• [STATED EXERCISE] Format the lines from the line containing "of the ribbed" up to and including the line containing "x=229, y=371" as a numbered list, with blank lines left out. Don't include any lines outside that range.

• [DATASET RECORDS]
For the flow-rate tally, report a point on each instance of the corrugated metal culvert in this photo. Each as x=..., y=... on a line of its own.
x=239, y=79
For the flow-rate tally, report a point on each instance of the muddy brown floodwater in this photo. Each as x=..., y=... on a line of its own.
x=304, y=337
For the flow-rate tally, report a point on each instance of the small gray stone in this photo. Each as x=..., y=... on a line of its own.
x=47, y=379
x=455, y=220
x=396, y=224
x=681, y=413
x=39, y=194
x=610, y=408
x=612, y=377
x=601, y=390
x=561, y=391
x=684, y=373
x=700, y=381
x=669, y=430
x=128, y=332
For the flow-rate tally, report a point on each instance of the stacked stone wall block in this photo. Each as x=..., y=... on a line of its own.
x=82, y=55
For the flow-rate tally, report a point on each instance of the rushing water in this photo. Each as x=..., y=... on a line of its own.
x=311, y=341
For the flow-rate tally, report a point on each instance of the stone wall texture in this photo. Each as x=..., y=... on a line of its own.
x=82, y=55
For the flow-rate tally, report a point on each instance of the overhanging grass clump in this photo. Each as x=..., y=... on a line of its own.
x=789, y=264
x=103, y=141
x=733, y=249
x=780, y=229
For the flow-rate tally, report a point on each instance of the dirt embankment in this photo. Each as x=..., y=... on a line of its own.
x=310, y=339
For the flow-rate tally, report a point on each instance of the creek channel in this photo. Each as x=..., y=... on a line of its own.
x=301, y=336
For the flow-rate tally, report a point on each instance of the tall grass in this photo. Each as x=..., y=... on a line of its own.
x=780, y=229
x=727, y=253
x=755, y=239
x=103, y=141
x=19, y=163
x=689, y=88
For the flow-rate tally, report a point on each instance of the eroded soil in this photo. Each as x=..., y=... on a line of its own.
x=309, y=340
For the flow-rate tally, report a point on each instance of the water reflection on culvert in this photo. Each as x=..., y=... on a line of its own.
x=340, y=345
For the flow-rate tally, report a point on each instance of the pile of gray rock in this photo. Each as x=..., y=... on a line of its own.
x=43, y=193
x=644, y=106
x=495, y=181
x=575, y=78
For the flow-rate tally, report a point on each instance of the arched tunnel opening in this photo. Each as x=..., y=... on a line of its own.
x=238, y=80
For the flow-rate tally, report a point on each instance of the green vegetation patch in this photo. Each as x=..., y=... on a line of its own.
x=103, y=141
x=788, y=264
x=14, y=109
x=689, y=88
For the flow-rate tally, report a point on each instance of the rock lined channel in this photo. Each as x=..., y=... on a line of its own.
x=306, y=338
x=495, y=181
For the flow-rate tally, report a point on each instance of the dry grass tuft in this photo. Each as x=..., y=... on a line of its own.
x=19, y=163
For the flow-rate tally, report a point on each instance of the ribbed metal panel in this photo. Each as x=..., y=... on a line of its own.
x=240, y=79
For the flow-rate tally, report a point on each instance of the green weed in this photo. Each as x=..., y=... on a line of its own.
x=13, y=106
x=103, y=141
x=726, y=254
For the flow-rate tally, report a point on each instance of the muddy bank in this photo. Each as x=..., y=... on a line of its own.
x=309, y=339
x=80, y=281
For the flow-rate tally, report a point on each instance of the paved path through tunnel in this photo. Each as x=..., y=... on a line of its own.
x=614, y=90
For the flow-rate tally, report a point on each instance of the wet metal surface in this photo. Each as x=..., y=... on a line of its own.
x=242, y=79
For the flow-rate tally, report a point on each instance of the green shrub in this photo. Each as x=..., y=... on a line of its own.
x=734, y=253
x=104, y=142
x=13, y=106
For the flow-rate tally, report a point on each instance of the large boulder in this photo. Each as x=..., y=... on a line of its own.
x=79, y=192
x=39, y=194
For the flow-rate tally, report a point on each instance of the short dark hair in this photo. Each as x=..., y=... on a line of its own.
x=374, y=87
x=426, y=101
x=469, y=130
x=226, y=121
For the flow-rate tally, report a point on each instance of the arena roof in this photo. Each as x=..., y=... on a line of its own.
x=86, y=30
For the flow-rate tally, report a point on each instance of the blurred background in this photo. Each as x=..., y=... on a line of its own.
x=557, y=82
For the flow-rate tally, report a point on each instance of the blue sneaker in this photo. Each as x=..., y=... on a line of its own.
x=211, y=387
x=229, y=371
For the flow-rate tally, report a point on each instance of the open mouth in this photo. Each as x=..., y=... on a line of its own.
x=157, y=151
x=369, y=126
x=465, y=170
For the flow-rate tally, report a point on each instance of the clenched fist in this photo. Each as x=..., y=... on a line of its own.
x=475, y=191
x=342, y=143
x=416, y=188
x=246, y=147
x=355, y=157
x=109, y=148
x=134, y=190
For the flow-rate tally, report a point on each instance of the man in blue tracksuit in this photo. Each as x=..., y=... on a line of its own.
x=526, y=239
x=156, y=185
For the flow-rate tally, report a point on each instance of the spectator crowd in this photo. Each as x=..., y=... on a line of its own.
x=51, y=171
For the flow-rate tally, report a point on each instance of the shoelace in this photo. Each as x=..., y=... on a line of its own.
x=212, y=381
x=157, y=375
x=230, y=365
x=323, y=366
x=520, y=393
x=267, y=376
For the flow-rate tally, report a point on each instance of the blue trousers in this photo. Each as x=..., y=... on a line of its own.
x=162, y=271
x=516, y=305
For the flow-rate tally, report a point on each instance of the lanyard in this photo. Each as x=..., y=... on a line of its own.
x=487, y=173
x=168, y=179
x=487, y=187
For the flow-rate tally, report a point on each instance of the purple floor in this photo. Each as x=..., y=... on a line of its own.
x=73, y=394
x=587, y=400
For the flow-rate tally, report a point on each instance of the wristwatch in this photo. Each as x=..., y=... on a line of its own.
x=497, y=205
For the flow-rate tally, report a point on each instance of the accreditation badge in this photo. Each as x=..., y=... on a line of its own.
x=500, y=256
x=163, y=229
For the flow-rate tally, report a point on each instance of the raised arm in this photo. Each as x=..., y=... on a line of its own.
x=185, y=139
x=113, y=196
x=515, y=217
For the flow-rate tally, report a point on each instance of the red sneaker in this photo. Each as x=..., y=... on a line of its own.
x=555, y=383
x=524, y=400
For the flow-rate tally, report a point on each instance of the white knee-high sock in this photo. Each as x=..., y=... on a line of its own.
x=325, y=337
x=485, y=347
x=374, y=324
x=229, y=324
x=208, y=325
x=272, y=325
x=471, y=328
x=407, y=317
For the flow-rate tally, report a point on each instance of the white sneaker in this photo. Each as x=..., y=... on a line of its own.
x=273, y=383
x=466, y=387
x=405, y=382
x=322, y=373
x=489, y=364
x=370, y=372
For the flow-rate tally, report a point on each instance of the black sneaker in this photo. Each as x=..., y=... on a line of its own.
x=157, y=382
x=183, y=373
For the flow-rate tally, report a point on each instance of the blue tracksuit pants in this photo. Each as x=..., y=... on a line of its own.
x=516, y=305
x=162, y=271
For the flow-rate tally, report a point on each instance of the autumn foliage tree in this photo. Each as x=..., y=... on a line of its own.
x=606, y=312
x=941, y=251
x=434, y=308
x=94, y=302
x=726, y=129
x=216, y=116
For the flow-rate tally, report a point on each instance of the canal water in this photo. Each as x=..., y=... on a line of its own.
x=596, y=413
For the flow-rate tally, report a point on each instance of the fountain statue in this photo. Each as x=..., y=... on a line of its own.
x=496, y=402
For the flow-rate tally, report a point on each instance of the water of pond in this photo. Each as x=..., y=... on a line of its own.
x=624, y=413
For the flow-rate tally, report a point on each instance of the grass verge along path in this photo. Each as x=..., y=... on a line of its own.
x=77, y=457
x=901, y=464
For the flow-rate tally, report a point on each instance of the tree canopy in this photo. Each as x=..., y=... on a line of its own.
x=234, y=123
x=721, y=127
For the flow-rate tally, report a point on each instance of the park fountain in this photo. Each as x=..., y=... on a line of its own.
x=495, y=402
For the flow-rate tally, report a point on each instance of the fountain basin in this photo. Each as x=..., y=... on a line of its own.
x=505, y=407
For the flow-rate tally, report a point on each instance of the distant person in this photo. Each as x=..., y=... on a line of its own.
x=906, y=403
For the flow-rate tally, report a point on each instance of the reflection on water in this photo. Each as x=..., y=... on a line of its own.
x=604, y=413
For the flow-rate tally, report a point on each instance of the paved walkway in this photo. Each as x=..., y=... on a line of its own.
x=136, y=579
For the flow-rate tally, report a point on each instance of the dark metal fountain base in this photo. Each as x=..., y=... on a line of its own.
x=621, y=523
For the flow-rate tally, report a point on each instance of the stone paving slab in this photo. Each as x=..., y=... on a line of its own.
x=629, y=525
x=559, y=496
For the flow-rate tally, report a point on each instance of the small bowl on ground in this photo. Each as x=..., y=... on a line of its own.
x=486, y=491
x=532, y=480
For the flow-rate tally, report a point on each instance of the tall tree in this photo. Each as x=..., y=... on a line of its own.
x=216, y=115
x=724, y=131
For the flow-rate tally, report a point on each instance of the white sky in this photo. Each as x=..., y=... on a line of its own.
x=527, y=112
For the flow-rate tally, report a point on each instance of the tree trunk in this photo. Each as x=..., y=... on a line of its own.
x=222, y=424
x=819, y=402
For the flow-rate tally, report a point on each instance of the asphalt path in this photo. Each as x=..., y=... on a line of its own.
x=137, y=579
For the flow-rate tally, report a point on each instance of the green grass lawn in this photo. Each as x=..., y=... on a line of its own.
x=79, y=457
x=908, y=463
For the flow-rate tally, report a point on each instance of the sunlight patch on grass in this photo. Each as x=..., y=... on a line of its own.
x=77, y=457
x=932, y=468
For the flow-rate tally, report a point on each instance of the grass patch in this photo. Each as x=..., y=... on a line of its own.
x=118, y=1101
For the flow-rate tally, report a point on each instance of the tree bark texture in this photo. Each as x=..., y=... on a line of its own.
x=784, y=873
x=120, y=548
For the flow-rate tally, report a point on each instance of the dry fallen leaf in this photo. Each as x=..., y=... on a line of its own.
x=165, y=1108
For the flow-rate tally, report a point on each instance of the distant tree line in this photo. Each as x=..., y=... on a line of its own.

• [RESULT]
1. For the flow-rate tally, report a point on each instance of the ribbed metal panel in this photo. Each as x=..., y=... on a line of its own.
2. x=240, y=79
3. For the flow-rate tally, report a point on each instance of the green weed in this photo. Each as x=..., y=... on a line of its own.
4. x=13, y=106
5. x=103, y=141
6. x=726, y=254
7. For the flow-rate tally, report a point on each instance of the muddy bank in this photo. Each as x=..., y=... on a line of its own.
8. x=309, y=339
9. x=80, y=281
10. For the flow-rate tally, report a point on each instance of the paved path through tunnel in this photo. Each as x=..., y=... on a line of its own.
11. x=614, y=90
12. For the flow-rate tally, report a point on each instance of the wet metal surface in this photo. Each as x=..., y=... on a line of its own.
13. x=242, y=79
14. For the flow-rate tally, report a point on each instance of the green shrub in this photo. Each as x=..., y=... on a line of its own.
15. x=734, y=253
16. x=104, y=142
17. x=13, y=106
18. For the flow-rate tally, report a point on each instance of the large boulder in this photo. Each as x=..., y=... on a line of its own.
19. x=79, y=192
20. x=39, y=194
21. For the flow-rate tally, report a point on each instance of the short dark hair in this photo. Each as x=..., y=... on a line of its own.
22. x=374, y=87
23. x=426, y=101
24. x=469, y=130
25. x=226, y=121
26. For the flow-rate tally, report a point on each instance of the arena roof in this photo. Each as x=..., y=... on a line of its own.
27. x=86, y=30
28. For the flow-rate tally, report a point on each instance of the blurred background in this photo. Each as x=..., y=... on a line of its own.
29. x=557, y=82
30. For the flow-rate tally, report a point on each instance of the blue sneaker in this photo. Each as x=..., y=... on a line of its own.
31. x=211, y=387
32. x=229, y=371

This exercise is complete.